Chthe’ilist – Le Dernier Crépuscule Review + Full Stream

Oh, how I’ve waited for this. I’ll never forget how blown away I was a few years ago when I was fortunate enough to come across Chthe’ilist and their mind blowing debut demo Amechth’ntaas’m’rriachth. Sounding something like a modern day interpretation of Finnish Death gods Demilich, Chthe’ilist have finally unleashed their debut album, and what can I say, it’s every bit as insane and off the wall as one could possibly expect – and then some. It felt like forever waiting for Le Dernier Crépuscule to drop, but now that it has, all other releases have taken something of a back seat, for it is extremely rare that an album like this comes creeping in.

After the eerie, key-laden introduction, “Into the Vaults of Ingurgitating Oblivion” kicks things off sounding a lot like if Demilich covered Disma, as catchy chords hang suspended amidst strange, gurgled vocals that are all too alien in nature, and brought together in best fashion possible with a climax of catacomb-inducing synth midway through the song that catapults this Lovecraftian juggernaut into the horrifying, all-too-subterranean netherworld of nightmares that a sane individual would ever dream of.

> Extracted material
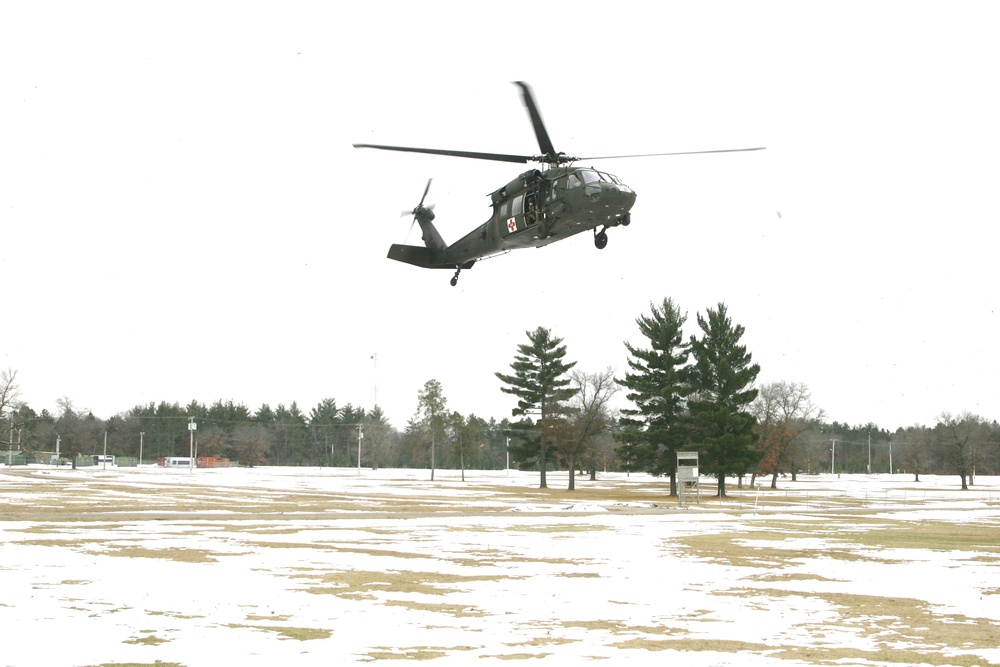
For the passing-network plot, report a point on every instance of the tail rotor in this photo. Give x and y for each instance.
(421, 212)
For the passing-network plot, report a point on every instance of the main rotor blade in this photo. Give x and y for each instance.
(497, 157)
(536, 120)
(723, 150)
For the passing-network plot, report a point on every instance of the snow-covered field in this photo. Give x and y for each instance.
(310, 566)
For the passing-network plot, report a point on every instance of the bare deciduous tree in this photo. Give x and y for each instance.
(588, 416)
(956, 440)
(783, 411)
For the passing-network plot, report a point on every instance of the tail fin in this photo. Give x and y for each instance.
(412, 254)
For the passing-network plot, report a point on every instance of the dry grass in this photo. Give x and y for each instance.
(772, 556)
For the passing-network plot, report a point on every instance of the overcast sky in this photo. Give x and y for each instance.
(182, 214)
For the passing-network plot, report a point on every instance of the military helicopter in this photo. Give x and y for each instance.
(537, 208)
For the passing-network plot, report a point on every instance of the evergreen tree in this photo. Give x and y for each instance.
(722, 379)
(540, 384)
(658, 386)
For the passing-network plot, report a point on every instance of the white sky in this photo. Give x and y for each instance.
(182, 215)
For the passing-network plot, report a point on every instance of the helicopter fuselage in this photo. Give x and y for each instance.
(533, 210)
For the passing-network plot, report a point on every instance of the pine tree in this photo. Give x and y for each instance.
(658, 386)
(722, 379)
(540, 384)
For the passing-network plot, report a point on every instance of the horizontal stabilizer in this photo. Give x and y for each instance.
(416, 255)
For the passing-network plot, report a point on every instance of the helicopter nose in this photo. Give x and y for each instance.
---
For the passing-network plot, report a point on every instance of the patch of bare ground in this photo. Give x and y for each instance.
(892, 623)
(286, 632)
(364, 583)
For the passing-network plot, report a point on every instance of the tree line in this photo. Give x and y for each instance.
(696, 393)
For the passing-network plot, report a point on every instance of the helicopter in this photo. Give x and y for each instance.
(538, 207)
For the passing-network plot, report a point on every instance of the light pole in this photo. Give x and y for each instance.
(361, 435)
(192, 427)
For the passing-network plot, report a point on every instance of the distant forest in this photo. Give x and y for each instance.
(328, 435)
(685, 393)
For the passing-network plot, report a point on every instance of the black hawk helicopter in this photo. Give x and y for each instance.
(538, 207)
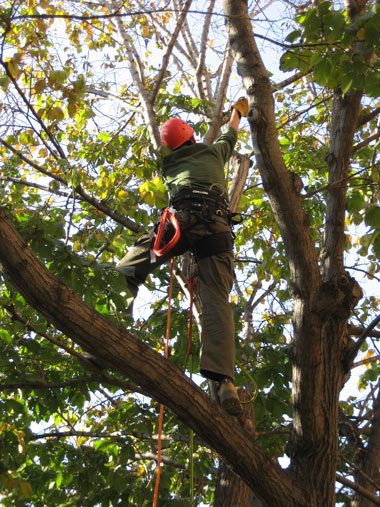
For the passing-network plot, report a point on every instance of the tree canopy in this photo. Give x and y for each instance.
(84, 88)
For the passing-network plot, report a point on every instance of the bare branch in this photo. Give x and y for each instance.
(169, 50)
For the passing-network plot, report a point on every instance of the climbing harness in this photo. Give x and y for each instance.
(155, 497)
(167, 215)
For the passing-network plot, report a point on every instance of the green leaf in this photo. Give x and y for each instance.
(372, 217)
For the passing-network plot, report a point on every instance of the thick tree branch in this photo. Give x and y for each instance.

> Objective
Rewrite the part of the album review starting with "After the eerie, key-laden" and going on through "ever dream of.", changing "juggernaut" to "behemoth". The listing has no connection to the album review.

> Solution to this exercise
After the eerie, key-laden introduction, “Into the Vaults of Ingurgitating Oblivion” kicks things off sounding a lot like if Demilich covered Disma, as catchy chords hang suspended amidst strange, gurgled vocals that are all too alien in nature, and brought together in best fashion possible with a climax of catacomb-inducing synth midway through the song that catapults this Lovecraftian behemoth into the horrifying, all-too-subterranean netherworld of nightmares that a sane individual would ever dream of.